**TASK DIRECTIONS**
Return the complete listing that follows, with each line reproduced exactly.

Entries from a pointing dataset
§ §

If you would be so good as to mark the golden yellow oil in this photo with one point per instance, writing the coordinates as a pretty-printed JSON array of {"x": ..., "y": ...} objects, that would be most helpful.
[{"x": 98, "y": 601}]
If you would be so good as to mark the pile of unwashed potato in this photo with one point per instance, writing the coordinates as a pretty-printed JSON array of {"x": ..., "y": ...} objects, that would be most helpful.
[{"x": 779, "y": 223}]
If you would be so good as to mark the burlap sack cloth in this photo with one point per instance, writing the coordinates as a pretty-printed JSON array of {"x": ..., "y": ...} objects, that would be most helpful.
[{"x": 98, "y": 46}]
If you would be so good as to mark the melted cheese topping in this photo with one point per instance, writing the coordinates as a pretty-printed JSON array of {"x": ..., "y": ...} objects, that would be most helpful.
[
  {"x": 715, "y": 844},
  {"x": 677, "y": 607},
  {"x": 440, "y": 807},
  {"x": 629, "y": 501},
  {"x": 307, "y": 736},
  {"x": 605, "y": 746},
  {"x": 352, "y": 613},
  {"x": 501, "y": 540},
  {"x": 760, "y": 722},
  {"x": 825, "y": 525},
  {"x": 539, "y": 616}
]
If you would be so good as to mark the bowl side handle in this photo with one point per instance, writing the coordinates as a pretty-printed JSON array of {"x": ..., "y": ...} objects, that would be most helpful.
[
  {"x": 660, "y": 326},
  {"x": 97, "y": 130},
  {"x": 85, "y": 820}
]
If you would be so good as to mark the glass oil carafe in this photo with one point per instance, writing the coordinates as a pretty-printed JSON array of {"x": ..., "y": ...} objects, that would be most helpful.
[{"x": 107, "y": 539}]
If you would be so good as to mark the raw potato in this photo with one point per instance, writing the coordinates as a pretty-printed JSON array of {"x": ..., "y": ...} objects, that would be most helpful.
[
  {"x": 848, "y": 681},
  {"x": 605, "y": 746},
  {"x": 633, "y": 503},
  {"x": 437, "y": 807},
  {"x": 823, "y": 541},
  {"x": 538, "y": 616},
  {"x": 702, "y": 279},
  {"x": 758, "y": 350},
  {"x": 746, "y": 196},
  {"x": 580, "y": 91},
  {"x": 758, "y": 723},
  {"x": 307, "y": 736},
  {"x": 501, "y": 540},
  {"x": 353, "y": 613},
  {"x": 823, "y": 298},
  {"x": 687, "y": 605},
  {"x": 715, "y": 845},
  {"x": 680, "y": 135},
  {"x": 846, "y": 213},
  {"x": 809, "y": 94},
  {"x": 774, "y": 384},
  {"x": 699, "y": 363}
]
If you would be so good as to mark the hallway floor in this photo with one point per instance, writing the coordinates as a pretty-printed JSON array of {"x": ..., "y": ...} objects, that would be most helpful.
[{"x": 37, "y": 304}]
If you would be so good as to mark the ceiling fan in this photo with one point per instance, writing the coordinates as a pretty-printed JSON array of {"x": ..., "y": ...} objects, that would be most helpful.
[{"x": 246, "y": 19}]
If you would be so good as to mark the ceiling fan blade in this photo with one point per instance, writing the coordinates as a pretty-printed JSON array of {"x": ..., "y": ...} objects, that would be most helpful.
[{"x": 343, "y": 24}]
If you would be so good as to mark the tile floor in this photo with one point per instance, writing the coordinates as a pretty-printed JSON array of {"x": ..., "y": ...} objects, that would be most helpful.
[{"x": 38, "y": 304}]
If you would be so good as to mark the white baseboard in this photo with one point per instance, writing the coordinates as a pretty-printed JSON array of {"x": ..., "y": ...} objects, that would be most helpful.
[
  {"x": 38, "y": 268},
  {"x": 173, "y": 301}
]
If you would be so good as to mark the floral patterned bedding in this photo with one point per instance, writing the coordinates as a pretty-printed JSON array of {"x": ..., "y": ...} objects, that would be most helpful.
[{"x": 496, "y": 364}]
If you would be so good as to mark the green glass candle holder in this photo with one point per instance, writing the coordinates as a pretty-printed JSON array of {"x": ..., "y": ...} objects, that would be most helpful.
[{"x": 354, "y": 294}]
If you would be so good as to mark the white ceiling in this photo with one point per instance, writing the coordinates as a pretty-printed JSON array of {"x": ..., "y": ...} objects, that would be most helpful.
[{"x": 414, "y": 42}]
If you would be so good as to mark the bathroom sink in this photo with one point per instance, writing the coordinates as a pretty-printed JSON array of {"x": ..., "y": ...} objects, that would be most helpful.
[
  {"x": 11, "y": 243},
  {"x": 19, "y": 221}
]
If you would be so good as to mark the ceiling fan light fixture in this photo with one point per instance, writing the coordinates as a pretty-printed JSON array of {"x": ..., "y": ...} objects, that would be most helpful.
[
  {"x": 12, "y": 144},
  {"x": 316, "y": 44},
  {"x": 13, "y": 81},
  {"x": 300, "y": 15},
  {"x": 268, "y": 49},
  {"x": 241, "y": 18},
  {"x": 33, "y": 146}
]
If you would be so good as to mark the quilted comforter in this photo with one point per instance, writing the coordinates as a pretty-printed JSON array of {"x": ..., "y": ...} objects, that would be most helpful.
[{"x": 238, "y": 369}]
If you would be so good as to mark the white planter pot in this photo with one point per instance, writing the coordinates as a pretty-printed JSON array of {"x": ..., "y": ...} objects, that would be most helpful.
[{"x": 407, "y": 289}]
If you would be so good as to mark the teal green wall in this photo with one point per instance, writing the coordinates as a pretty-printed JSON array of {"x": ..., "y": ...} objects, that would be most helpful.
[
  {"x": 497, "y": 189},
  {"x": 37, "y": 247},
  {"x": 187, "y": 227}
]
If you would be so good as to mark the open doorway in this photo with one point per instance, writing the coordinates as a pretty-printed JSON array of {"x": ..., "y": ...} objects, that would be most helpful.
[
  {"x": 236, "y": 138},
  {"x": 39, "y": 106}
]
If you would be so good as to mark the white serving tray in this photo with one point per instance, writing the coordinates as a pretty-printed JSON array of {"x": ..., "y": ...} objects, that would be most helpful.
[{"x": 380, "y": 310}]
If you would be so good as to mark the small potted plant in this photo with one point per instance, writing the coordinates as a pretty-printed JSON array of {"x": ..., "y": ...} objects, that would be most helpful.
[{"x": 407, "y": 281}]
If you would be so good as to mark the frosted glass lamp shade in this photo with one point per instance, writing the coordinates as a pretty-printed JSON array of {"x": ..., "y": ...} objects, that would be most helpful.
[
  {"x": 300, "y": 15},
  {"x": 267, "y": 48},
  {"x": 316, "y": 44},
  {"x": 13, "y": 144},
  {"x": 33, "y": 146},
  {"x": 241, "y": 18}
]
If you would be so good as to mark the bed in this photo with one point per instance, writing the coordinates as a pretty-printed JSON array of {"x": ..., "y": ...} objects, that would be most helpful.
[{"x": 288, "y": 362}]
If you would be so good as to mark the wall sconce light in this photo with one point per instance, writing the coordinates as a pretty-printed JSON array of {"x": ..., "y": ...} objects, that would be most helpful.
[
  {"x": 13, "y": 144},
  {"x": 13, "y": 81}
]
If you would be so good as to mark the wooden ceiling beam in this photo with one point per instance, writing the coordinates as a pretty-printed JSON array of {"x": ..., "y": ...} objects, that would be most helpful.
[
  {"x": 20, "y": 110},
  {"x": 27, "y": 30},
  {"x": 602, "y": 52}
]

§ §

**RESULT FOR THIS EXERCISE**
If you would be so good as to mark the golden yellow oil in this photo with one point per instance, writing the coordinates as a pretty-printed JSON array of {"x": ..., "y": ...} objects, that would be most helpful.
[{"x": 98, "y": 601}]
If you would be so good as to mark the pile of unwashed potato in this photo with one point per instance, writing the coordinates as a pretty-printed JSON array of {"x": ..., "y": ...} objects, that would be most helpful.
[{"x": 779, "y": 223}]
If you would be so good as to mark the burlap sack cloth in this photo with one point per instance, writing the coordinates as a pretty-printed JSON array of {"x": ..., "y": ...} objects, that would be most helpful.
[{"x": 98, "y": 46}]
If you would be so good as to mark the melted cheese topping in this photo with one point per instance, writing the coordinates as a pretty-printed JSON array of {"x": ..., "y": ...} objects, that would be most helpful.
[
  {"x": 715, "y": 844},
  {"x": 677, "y": 607},
  {"x": 440, "y": 807},
  {"x": 629, "y": 501},
  {"x": 307, "y": 736},
  {"x": 605, "y": 746},
  {"x": 352, "y": 613},
  {"x": 501, "y": 540},
  {"x": 760, "y": 722},
  {"x": 825, "y": 525},
  {"x": 539, "y": 616}
]
If you would be so good as to mark the bowl side handle in this photo with one point per instance, writing the coordinates as a pretty-printed JSON array of {"x": ..., "y": ...} objects, that would be most helpful.
[
  {"x": 660, "y": 326},
  {"x": 97, "y": 130},
  {"x": 85, "y": 820}
]
If you would be so good as to mark the glass oil carafe in this photo with one point per instance, writing the coordinates as a pretty-printed JSON array of {"x": ..., "y": ...} objects, that would be most helpful.
[{"x": 107, "y": 539}]
If you would be so good as to mark the raw potato in this photo with one point per instance, writing the coordinates as a pretty-printed JSON array of {"x": ..., "y": ...} objects, that would be most helpful.
[
  {"x": 848, "y": 681},
  {"x": 605, "y": 746},
  {"x": 633, "y": 503},
  {"x": 437, "y": 807},
  {"x": 823, "y": 541},
  {"x": 538, "y": 616},
  {"x": 702, "y": 279},
  {"x": 758, "y": 350},
  {"x": 746, "y": 196},
  {"x": 580, "y": 91},
  {"x": 758, "y": 723},
  {"x": 307, "y": 736},
  {"x": 501, "y": 540},
  {"x": 353, "y": 613},
  {"x": 823, "y": 298},
  {"x": 687, "y": 605},
  {"x": 715, "y": 845},
  {"x": 680, "y": 135},
  {"x": 846, "y": 213},
  {"x": 809, "y": 94},
  {"x": 774, "y": 384},
  {"x": 699, "y": 363}
]
If you would be so good as to mark the hallway floor in this photo with one point per instance, writing the coordinates as a pretty-printed JSON array of {"x": ..., "y": ...} objects, that would be most helpful.
[{"x": 37, "y": 304}]
If you would be so good as to mark the ceiling fan in this photo with one point per instance, writing the coordinates as a pretty-printed JSON array of {"x": ..., "y": ...} objects, that would be most helpful.
[{"x": 246, "y": 19}]
If you would be so good as to mark the ceiling fan blade in this photo with one point per instance, writing the coordinates as a pretty-printed JSON array of {"x": ..., "y": ...} objects, that would be most helpful.
[{"x": 343, "y": 24}]
If you would be so good as to mark the tile floor in this photo with one point per instance, writing the coordinates as a pretty-printed JSON array of {"x": ..., "y": ...} objects, that would be most helpful.
[{"x": 38, "y": 304}]
If you would be so good as to mark the white baseboard in this photo with one point per instance, writing the coordinates as a pretty-printed JSON array of {"x": ..., "y": ...} objects, that would be most helpful.
[
  {"x": 38, "y": 268},
  {"x": 173, "y": 301}
]
If you would be so good as to mark the floral patterned bedding in this photo with one point per instance, writing the coordinates as a pretty-printed JSON array of {"x": ..., "y": ...} objects, that would be most helpful.
[{"x": 496, "y": 364}]
If you would be so good as to mark the green glass candle holder in this photo with one point per instance, writing the coordinates as a pretty-printed JSON array of {"x": ..., "y": ...} objects, that would be most helpful.
[{"x": 354, "y": 294}]
If you would be so good as to mark the white ceiling in this photo with one point per instance, writing the coordinates as a pretty-printed JSON array of {"x": ..., "y": ...} objects, that would be most helpful.
[{"x": 414, "y": 42}]
If you would be so good as to mark the bathroom sink in this photo with one point per instance, writing the coordinates as a pretty-printed JSON array of {"x": ..., "y": ...} objects, that would be most helpful.
[
  {"x": 11, "y": 243},
  {"x": 19, "y": 221}
]
If you would be so good as to mark the ceiling fan light fixture in this photo with one point per instance, writing the coordinates as a pretty-printed JSON array of {"x": ..., "y": ...} objects, that would be most helpful.
[
  {"x": 12, "y": 144},
  {"x": 316, "y": 44},
  {"x": 13, "y": 81},
  {"x": 300, "y": 15},
  {"x": 268, "y": 49},
  {"x": 241, "y": 18},
  {"x": 33, "y": 146}
]
If you would be so good as to mark the quilted comforter in this photo with one point per instance, writing the coordinates as a pretty-printed JSON array of {"x": ..., "y": ...} objects, that would be most helpful.
[{"x": 238, "y": 369}]
If you would be so good as to mark the white planter pot in this photo with one point per instance, writing the coordinates as a pretty-printed JSON array of {"x": ..., "y": ...} objects, that would be most helpful.
[{"x": 407, "y": 289}]
If you would be so good as to mark the teal green wall in this photo with one point per instance, writing the coordinates as a pretty-printed JSON array of {"x": ..., "y": ...} objects, that would be most helpful.
[
  {"x": 497, "y": 189},
  {"x": 37, "y": 247},
  {"x": 187, "y": 227}
]
If you would be so good as to mark the open doorway in this photo with one point per instance, writing the coordinates as a pretty-printed JSON array of {"x": ..., "y": ...} objects, that would be most helpful.
[
  {"x": 236, "y": 138},
  {"x": 39, "y": 106}
]
If you would be so good as to mark the white serving tray in this photo with one point per instance, writing the coordinates as a pretty-printed JSON array of {"x": ..., "y": ...} objects, that would be most helpful.
[{"x": 380, "y": 310}]
If you would be so good as to mark the small potted plant in this photo with one point per instance, writing the coordinates as a pretty-printed JSON array of {"x": ..., "y": ...} objects, that would be most helpful.
[{"x": 407, "y": 281}]
If you would be so good as to mark the frosted glass lamp shade in this photo with one point per instance, writing the coordinates as a pretty-printed JSON array of {"x": ..., "y": ...} objects, that would be most helpful.
[
  {"x": 300, "y": 15},
  {"x": 267, "y": 48},
  {"x": 316, "y": 44},
  {"x": 13, "y": 144},
  {"x": 33, "y": 146},
  {"x": 241, "y": 18}
]
If you would be so good as to mark the bed in this photo with one point per instance, writing the coordinates as a pretty-printed JSON array of {"x": ..., "y": ...} objects, that would be most helpful.
[{"x": 288, "y": 362}]
If you would be so good as to mark the wall sconce light in this photo with one point per instance, writing the coordinates as a pretty-printed JSON array of {"x": ..., "y": ...} objects, that would be most helpful.
[
  {"x": 13, "y": 144},
  {"x": 13, "y": 81}
]
If you would be so good as to mark the wooden ceiling beam in this photo with one point per instance, writing the coordinates as a pretty-printed JSON array of {"x": ..., "y": ...} objects, that would be most helpful.
[
  {"x": 20, "y": 110},
  {"x": 27, "y": 30},
  {"x": 602, "y": 52}
]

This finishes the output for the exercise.